** Start **
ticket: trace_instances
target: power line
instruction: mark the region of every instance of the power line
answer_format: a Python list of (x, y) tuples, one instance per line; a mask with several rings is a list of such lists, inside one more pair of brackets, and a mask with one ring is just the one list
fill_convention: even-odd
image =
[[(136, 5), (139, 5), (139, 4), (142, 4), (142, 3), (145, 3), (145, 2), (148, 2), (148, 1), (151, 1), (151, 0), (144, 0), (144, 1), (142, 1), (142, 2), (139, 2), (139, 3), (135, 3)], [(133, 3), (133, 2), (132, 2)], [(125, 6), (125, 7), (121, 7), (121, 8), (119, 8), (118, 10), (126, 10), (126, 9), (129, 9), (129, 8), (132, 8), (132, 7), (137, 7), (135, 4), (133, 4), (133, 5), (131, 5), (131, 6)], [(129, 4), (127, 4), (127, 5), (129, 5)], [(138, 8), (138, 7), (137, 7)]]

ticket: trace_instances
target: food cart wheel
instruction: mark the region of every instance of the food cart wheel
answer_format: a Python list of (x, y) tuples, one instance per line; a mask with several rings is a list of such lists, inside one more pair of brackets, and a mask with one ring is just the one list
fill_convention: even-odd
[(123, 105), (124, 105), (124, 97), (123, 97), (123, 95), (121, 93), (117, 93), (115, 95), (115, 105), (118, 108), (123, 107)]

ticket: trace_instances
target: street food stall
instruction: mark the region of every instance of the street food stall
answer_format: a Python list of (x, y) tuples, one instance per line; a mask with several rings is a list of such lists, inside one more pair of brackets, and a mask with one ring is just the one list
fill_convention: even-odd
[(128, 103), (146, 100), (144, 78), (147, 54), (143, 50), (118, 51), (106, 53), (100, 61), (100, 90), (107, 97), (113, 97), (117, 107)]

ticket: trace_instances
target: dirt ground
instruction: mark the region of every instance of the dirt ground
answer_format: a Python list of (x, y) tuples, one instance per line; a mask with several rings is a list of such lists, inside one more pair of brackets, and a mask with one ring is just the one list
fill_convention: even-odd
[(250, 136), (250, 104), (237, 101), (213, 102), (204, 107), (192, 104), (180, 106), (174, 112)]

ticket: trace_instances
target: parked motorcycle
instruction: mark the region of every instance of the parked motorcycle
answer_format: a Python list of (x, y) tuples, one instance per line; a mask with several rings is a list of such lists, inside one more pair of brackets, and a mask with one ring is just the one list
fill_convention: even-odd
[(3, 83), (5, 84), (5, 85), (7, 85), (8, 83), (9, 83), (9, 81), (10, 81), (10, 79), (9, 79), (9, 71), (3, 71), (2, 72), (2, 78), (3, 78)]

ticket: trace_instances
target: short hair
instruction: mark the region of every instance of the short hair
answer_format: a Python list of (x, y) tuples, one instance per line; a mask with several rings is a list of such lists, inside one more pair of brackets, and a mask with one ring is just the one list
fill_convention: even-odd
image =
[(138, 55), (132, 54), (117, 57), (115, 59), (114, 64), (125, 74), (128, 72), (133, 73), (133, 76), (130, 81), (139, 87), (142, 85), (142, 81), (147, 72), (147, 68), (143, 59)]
** End **
TASK DESCRIPTION >> Copy out the whole listing, exactly as written.

TASK RESPONSE >>
ticket: trace_instances
target: power line
instruction: mark the region of every instance of the power line
answer_format: a Python list of (x, y) tuples, one instance per line; a mask with several rings is a list of such lists, inside one more pair of brackets, and a mask with one ring is just the one list
fill_convention: even-odd
image =
[[(136, 5), (139, 5), (139, 4), (142, 4), (142, 3), (145, 3), (145, 2), (148, 2), (148, 1), (151, 1), (151, 0), (144, 0), (144, 1), (142, 1), (142, 2), (139, 2), (139, 3), (135, 3)], [(133, 3), (133, 2), (132, 2)], [(125, 6), (125, 7), (121, 7), (121, 8), (119, 8), (118, 10), (126, 10), (126, 9), (129, 9), (129, 8), (132, 8), (132, 7), (137, 7), (135, 4), (133, 4), (133, 5), (131, 5), (131, 6)], [(129, 4), (127, 4), (127, 5), (129, 5)], [(138, 8), (138, 7), (137, 7)]]

ticket: trace_instances
target: food cart wheel
instruction: mark the region of every instance of the food cart wheel
answer_format: a Python list of (x, y) tuples, one instance per line; a mask with several rings is a list of such lists, inside one more pair of brackets, and a mask with one ring is just the one list
fill_convention: even-odd
[(123, 105), (124, 105), (124, 97), (123, 97), (123, 95), (121, 93), (117, 93), (115, 95), (115, 105), (118, 108), (123, 107)]

ticket: trace_instances
target: street food stall
instruction: mark the region of every instance of the street food stall
answer_format: a Python list of (x, y) tuples, one instance per line; a mask with several rings is a list of such lists, inside one more pair of brackets, and a mask with one ring is just the one list
fill_convention: even-odd
[(128, 103), (146, 100), (144, 78), (147, 54), (143, 50), (118, 51), (106, 53), (100, 61), (100, 90), (107, 97), (113, 97), (117, 107)]

ticket: trace_instances
target: dirt ground
instruction: mark the region of every instance of the dirt ground
answer_format: a Python list of (x, y) tuples, one instance per line; a mask with several rings is a list of such lists, inside one more pair of brackets, and a mask with one ring is just the one list
fill_convention: even-odd
[(250, 136), (250, 104), (237, 101), (213, 102), (204, 107), (192, 104), (180, 106), (174, 112)]

ticket: trace_instances
target: parked motorcycle
instruction: mark the region of every instance of the parked motorcycle
answer_format: a Python list of (x, y) tuples, one instance per line; a mask with several rings is a list of such lists, inside one more pair of brackets, and a mask with one ring is just the one list
fill_convention: even-odd
[(3, 83), (5, 84), (5, 85), (7, 85), (8, 83), (9, 83), (9, 81), (10, 81), (10, 79), (9, 79), (9, 71), (3, 71), (2, 72), (2, 78), (3, 78)]

ticket: trace_instances
target: short hair
instruction: mark the region of every instance of the short hair
answer_format: a Python list of (x, y) tuples, one instance per line; a mask with several rings is a list of such lists, inside one more pair of brackets, and a mask with one ring is just the one list
fill_convention: even-odd
image =
[(138, 55), (132, 54), (117, 57), (115, 59), (114, 64), (125, 74), (128, 72), (133, 73), (133, 76), (130, 81), (139, 87), (142, 85), (142, 81), (147, 72), (147, 68), (143, 59)]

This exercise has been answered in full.